_EXERCISE DETAILS_:
Set down the line that contains "task: segment the construction crane" and every line after it to the end of the entries, exactly as they stand and nothing more.

>>>

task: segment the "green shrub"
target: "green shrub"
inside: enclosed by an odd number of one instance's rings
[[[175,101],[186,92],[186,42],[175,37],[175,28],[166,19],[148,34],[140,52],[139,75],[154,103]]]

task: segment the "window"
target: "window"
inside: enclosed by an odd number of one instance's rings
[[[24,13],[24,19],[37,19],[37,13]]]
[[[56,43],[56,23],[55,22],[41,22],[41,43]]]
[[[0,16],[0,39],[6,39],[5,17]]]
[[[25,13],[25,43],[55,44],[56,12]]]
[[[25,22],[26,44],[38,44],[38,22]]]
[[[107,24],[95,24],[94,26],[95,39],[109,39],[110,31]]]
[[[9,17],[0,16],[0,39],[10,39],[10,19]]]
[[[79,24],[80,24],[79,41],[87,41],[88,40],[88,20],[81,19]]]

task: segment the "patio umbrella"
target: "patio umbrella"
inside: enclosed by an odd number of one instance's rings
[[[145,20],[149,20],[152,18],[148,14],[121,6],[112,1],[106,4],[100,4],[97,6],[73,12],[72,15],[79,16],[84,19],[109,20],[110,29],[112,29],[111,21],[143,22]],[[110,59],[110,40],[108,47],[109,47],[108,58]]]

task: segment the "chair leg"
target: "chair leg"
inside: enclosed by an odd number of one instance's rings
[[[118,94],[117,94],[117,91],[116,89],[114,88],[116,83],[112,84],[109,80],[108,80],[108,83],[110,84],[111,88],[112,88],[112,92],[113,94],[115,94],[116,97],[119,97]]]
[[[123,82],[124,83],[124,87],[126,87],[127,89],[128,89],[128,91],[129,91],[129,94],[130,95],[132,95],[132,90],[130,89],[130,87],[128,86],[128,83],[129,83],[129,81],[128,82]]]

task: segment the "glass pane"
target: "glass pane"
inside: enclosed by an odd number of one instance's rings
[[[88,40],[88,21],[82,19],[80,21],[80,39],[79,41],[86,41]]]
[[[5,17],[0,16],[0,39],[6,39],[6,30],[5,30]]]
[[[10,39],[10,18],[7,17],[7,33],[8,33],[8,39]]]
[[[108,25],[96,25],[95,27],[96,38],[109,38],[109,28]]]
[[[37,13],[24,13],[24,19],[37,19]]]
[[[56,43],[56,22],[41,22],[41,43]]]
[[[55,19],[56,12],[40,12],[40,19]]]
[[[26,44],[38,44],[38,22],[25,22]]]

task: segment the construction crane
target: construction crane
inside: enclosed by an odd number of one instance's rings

<<<

_RESULT OF THIS TASK_:
task: segment the construction crane
target: construction crane
inside: enclosed by an odd number of one instance's rings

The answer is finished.